▶ [What to produce]: Print the rows below verbatim, starting at their first line and continuing up to and including the line that contains "box: [527, 215, 564, 235]".

[Rows drawn from a dataset]
━━━

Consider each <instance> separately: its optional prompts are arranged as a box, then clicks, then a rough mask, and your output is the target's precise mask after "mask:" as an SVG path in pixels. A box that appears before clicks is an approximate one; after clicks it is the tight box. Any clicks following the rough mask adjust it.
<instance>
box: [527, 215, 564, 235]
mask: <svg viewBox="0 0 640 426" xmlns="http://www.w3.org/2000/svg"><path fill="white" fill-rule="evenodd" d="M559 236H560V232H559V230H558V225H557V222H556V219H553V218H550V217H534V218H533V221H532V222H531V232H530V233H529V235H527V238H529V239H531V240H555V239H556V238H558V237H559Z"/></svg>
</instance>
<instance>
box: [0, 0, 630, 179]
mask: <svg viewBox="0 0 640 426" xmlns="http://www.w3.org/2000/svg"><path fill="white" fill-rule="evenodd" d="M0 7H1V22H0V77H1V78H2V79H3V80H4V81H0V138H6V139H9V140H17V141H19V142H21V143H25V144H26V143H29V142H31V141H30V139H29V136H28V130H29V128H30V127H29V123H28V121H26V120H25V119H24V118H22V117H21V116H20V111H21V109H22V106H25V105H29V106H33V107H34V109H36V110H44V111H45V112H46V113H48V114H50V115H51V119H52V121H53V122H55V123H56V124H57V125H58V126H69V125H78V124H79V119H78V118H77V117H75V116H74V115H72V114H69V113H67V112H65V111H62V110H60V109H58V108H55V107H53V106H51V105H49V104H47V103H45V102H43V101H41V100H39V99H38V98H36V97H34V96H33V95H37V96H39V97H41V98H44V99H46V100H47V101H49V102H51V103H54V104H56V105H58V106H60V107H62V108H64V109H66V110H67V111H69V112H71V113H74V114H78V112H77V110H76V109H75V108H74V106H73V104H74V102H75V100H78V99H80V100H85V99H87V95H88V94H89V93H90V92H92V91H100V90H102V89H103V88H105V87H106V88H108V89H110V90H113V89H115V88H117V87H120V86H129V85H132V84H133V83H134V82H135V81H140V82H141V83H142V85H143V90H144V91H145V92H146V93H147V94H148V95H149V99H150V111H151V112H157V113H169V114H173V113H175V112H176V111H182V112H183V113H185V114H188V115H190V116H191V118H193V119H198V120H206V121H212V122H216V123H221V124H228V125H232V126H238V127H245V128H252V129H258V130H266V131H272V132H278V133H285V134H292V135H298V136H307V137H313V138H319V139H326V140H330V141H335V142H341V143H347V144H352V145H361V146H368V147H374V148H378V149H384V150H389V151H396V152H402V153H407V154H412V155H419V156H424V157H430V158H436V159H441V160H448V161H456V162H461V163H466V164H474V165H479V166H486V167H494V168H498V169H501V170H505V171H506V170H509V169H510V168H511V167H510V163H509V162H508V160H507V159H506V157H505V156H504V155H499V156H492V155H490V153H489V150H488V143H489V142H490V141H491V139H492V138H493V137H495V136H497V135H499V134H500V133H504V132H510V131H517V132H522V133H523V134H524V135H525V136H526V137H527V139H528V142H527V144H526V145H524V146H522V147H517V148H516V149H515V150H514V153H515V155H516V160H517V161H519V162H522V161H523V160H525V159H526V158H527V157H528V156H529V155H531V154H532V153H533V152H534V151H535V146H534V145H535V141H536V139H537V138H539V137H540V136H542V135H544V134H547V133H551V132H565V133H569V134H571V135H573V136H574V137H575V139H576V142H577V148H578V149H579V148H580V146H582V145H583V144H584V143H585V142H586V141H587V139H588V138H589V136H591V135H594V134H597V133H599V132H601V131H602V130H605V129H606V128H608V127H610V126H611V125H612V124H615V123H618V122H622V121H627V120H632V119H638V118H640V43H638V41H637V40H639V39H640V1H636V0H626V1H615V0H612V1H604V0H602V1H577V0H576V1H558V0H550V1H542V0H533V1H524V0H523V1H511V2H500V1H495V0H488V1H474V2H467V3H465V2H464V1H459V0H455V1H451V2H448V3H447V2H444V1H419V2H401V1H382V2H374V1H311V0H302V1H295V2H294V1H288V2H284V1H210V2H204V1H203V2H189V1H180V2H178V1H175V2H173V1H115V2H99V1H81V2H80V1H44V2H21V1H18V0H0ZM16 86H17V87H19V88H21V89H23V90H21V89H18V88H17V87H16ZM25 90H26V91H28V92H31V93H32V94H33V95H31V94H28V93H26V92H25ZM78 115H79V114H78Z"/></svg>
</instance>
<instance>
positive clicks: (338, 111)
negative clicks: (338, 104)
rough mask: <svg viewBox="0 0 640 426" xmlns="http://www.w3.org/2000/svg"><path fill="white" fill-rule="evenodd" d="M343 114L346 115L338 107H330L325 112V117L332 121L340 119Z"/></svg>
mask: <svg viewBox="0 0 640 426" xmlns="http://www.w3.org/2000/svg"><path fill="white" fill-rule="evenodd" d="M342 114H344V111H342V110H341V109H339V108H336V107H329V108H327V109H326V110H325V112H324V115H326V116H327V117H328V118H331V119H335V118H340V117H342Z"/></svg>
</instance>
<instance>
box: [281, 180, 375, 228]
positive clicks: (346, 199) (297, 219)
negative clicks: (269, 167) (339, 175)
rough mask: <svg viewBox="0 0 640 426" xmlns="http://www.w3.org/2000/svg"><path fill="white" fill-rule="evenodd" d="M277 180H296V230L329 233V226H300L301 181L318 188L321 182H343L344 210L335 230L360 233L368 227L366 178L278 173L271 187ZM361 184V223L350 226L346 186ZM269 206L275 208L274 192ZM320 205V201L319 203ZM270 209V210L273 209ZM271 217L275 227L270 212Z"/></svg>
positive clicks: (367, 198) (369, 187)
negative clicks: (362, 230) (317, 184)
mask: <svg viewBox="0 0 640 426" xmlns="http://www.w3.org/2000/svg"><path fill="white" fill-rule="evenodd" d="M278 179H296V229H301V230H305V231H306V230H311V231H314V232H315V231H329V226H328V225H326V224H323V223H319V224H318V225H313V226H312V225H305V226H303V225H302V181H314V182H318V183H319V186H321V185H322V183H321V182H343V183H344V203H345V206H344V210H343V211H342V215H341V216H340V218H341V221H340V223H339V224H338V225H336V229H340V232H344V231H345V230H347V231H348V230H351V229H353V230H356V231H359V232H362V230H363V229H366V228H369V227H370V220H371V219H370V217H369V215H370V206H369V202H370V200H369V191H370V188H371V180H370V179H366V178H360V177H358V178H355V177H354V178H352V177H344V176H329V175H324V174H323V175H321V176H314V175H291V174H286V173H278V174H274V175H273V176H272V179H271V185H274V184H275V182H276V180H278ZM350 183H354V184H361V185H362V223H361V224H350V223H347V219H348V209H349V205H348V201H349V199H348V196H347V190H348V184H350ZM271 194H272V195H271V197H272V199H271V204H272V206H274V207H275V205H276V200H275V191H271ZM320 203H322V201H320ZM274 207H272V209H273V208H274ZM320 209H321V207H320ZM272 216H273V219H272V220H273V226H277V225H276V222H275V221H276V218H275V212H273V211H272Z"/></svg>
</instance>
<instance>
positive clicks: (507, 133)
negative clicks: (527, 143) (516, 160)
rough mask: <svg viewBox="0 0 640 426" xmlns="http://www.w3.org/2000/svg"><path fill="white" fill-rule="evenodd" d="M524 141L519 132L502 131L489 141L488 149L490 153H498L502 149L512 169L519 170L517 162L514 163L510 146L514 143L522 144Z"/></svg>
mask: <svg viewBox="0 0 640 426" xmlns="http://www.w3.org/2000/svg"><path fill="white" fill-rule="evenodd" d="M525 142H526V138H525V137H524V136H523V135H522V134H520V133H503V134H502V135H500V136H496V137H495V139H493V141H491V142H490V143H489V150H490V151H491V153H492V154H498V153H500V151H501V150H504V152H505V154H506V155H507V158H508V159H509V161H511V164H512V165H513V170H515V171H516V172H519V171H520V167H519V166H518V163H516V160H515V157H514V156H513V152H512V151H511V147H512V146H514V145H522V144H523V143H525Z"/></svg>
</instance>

━━━

▶ [Output of the exercise]:
Consider each <instance> separately: its optional prompts are arranged as a box, then clicks, then a rough mask, and your output is the target's precise mask after "mask:" as an SVG path in pixels. A box that appears before clicks is an approximate one; after clicks it is the tight box. Any clicks following the rough mask adjust it.
<instance>
box: [527, 215, 564, 235]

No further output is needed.